======== Passage to read
This week’s Inside Culture is the last show of the season, and we hope you’ve enjoyed our take on the creativity, culture and the world of ideas.
Tonight we chat to Johnny Cash’s son about a new collection featuring previously unseen poems by his father, and we hear how Brexit is affecting arts and culture here and in the UK. We also visit the home of American comedy improve, The Second City in Chicago, and we find out about Jaki Irvine’s exhibition at IMMA.
Johnny Cash: There is a new collection called ‘Forever Words: The Unknown Poems’ featuring 41 previously unseen poems from Johnny Cash’s life. The collection is edited by Pulitzer-Prize winning poet Paul Muldoon and has a foreword by the singer’s son, John Carter Cash, who joins our presenter, Fionn Davenport.
The Second City: While in Chicago recently, Zoe Comyns paid a visit to one of the most influential comedy theatres in the world, The Second City. She speaks to performers, Aasia Bullock & Peter Kim, as well as artistic director, Matt Houve. Check out secondcity.com for more information.
================
Required actions —
1. According to the episode summary, who edited the new Johnny Cash poetry collection?
2. From the episode summary, copy the part that opens with the words containing "This week’s Inside" and closes with "exhibition at IMMA.".
======== Given information
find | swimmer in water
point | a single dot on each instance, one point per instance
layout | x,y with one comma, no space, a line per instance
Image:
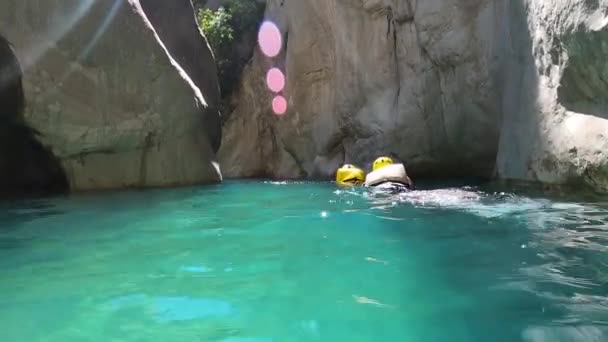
================
Responses to the exercise —
1. Pulitzer Prize-winning poet Paul Muldoon

2.
This week’s Inside Culture is the last show of the season, and we hope you’ve enjoyed our take on the creativity, culture and the world of ideas.
Tonight we chat to Johnny Cash’s son about a new collection featuring previously unseen poems by his father, and we hear how Brexit is affecting arts and culture here and in the UK. We also visit the home of American comedy improve, The Second City in Chicago, and we find out about Jaki Irvine’s exhibition at IMMA.